> WRITTEN PROBLEM
Put the records in the part that opens with the line containing "anemones in this photo." and closes with the line containing "[(521, 316)]" into a two-column CSV with the columns "prompt" and "reply", one row per record, placing each text and its answer in a single quoted field with line breaks turned into spaces. Leave the pictures out.

Data items
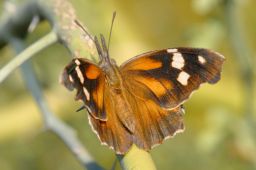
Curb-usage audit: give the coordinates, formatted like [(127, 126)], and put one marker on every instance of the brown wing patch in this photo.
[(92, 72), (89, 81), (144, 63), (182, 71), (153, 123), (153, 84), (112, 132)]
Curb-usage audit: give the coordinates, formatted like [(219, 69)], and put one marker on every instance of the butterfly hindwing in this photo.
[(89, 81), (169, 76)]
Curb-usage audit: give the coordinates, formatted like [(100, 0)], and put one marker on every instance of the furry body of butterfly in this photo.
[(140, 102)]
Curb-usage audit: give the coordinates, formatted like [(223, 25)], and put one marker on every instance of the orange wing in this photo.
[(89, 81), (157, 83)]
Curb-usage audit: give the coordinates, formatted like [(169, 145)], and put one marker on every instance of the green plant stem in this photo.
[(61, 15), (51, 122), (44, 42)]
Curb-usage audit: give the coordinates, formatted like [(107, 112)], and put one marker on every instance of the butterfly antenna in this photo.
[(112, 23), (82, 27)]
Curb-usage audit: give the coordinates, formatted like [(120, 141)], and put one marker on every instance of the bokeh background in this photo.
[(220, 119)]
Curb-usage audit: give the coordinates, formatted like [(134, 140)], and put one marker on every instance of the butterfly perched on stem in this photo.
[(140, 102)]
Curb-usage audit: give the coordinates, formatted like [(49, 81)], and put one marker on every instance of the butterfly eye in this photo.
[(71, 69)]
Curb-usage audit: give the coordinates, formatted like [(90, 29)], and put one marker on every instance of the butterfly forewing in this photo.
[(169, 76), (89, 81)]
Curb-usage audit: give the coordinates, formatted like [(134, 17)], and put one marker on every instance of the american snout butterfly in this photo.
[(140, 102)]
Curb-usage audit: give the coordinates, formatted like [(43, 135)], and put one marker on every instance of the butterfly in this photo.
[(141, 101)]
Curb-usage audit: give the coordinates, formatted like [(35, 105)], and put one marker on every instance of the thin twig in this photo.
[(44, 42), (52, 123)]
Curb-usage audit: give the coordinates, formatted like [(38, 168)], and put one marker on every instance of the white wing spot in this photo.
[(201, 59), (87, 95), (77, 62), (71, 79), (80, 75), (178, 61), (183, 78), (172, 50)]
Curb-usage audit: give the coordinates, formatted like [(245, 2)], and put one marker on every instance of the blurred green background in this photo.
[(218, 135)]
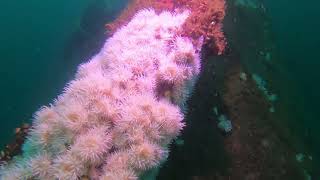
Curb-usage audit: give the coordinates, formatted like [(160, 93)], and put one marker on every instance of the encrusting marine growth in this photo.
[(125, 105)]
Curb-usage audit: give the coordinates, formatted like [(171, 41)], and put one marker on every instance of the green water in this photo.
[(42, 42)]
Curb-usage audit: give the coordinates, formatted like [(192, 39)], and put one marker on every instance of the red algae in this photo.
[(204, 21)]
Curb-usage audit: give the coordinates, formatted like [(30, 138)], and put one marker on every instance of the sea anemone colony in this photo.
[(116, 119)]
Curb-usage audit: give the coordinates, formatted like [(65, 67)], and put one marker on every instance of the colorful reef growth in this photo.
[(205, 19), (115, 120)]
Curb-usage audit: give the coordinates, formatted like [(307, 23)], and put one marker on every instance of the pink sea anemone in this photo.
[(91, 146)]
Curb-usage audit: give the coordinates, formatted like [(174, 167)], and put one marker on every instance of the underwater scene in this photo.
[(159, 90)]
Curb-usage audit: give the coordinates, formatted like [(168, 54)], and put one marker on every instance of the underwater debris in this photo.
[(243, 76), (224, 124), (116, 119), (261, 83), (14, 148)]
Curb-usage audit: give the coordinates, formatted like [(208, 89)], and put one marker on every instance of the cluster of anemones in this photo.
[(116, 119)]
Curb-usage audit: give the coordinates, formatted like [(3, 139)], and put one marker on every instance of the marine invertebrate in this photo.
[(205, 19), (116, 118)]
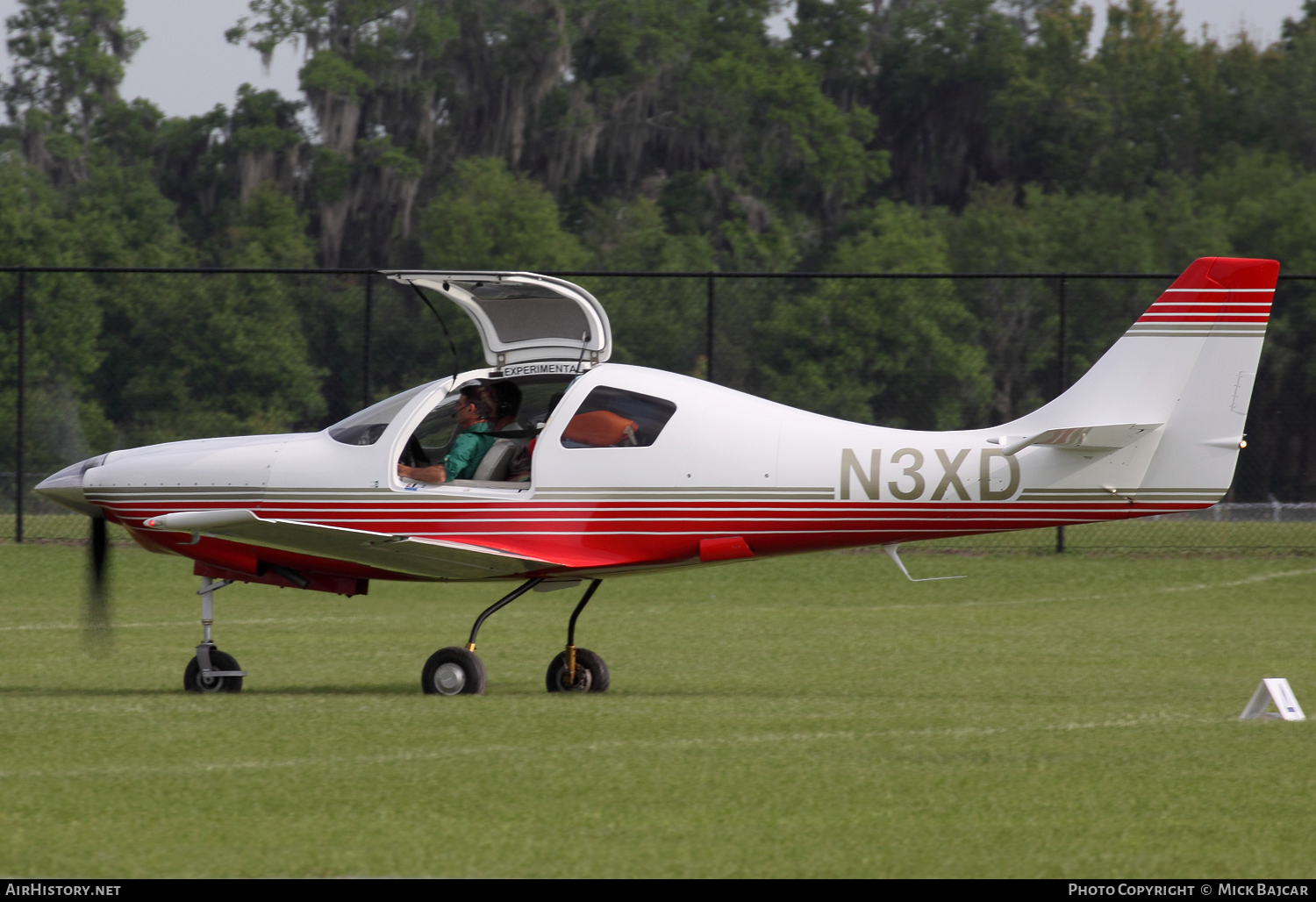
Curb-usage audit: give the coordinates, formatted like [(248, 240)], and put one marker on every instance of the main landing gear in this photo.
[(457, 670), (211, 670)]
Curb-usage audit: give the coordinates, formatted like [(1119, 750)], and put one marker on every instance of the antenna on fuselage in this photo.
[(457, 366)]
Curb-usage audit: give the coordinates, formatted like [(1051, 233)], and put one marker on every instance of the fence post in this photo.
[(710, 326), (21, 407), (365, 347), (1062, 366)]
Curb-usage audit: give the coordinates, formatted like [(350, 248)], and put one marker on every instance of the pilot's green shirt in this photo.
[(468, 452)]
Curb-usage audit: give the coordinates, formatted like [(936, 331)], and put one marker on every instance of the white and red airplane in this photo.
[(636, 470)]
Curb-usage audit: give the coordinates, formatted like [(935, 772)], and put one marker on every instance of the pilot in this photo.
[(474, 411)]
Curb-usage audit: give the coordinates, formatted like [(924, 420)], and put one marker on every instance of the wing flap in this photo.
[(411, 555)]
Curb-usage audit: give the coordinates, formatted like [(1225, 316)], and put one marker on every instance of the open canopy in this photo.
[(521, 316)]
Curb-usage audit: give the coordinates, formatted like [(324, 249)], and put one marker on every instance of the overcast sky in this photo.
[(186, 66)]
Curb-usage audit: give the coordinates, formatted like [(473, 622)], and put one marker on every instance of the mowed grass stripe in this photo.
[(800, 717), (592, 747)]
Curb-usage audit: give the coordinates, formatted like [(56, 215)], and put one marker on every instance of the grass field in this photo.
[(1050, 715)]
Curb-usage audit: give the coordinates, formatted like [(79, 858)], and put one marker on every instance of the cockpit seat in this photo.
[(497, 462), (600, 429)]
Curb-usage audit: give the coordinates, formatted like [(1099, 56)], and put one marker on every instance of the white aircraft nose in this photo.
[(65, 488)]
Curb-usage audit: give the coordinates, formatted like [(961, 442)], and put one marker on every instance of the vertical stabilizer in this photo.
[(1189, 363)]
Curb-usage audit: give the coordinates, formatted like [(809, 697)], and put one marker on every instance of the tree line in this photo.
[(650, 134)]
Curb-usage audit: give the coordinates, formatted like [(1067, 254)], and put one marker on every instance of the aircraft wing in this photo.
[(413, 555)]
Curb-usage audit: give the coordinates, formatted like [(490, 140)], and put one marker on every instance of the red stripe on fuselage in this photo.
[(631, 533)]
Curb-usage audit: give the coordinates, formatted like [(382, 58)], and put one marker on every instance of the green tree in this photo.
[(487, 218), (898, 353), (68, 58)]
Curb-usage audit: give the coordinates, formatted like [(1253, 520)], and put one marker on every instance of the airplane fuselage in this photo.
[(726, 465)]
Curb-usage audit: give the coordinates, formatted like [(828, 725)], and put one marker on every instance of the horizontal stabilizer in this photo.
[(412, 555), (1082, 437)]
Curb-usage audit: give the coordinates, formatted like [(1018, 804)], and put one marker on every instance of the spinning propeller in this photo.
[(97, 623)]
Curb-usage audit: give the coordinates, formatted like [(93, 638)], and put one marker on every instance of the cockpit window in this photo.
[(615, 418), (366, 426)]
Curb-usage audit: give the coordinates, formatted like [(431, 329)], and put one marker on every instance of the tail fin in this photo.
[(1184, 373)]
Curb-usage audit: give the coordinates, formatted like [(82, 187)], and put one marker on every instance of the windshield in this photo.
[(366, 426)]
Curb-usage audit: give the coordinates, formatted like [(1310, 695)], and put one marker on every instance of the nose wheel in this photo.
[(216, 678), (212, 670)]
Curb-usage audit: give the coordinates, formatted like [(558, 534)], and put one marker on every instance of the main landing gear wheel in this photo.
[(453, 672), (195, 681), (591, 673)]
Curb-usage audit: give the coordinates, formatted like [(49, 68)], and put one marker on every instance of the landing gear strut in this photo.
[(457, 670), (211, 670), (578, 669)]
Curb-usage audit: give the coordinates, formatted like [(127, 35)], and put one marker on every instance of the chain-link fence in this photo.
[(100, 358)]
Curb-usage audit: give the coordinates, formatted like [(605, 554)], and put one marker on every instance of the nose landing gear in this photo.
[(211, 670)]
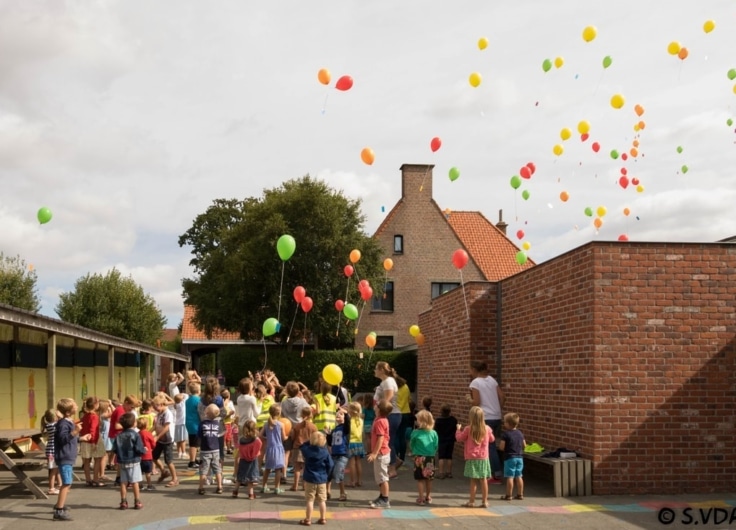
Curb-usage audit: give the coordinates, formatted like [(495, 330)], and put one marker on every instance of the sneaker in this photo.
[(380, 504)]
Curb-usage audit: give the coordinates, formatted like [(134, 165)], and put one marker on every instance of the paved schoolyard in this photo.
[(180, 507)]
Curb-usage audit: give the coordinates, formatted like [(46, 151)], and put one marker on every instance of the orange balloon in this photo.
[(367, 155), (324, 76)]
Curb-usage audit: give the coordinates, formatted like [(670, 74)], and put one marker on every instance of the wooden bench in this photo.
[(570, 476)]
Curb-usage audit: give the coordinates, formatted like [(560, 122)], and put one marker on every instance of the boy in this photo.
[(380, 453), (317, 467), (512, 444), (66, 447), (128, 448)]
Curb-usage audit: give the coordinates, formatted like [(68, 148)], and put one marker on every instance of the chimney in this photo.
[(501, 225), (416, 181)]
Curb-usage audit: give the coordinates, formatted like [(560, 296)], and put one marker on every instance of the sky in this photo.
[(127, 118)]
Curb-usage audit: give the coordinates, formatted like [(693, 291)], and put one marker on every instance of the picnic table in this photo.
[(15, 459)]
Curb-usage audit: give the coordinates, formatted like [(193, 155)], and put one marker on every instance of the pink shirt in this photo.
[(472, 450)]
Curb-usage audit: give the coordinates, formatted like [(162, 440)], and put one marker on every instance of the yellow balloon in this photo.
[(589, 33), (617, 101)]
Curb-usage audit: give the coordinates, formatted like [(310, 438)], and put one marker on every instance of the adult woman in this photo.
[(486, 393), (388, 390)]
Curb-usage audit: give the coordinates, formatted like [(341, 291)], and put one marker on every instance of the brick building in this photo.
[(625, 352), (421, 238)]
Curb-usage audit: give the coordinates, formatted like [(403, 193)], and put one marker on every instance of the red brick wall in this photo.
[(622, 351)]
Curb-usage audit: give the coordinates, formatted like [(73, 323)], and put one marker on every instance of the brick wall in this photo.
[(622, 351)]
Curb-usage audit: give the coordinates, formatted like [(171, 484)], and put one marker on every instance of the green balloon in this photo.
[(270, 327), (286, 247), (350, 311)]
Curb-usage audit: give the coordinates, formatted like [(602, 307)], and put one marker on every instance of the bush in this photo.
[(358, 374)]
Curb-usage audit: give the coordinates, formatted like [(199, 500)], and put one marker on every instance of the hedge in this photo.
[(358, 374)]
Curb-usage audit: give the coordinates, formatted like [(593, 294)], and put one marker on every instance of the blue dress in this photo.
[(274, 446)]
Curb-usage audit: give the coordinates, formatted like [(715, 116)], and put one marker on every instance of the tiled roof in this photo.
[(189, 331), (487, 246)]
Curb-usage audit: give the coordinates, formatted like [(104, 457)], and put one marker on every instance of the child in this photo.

> ANSWER BELOW
prompt,reply
"Curb-usage audit: give the coordinates, formatted like [(208, 89)], and put one marker on every instance of the cluster of anemones in this photo.","[(116, 119)]"
"Curb-usage audit: give the coordinates, formatted like [(3, 139)], and put one marker on every instance of the marine invertebrate in this photo.","[(205, 19), (116, 118)]"
"Curb-usage audit: give the coordinates, formatted like [(248, 240)], and put one marker on every instance of the main landing gear in this photo.","[(457, 670), (211, 670)]"
"Curb-usage audit: give the coordinates, formatted like [(1119, 750)], and put one marker on every instance of the antenna on fuselage in this photo.","[(457, 366)]"
"Curb-usage audit: give the coordinates, formatted like [(1051, 233)], and put one marker on every instance of the fence post in this photo.","[(710, 326), (21, 407), (365, 347), (1062, 366)]"
"Curb-usage audit: give the coordinates, formatted like [(350, 248)], and put one marker on every instance of the pilot's green shirt in this photo.","[(468, 452)]"
"Curb-usage audit: give the coordinates, formatted like [(936, 331)], and put one marker on every instance of the white and red airplane in this photo.","[(636, 470)]"
"Curb-usage audit: give the coordinates, formatted like [(935, 772)], and put one marker on every instance of the pilot in this photo.","[(474, 411)]"
"Curb-usage audit: give the coordinates, formatted like [(924, 420)], and put one marker on every instance of the wing flap in this photo.","[(411, 555)]"
"Curb-usage audit: give the coordinates, formatted like [(1225, 316)], and put one marker on every instance of the open canopy in this photo.","[(521, 316)]"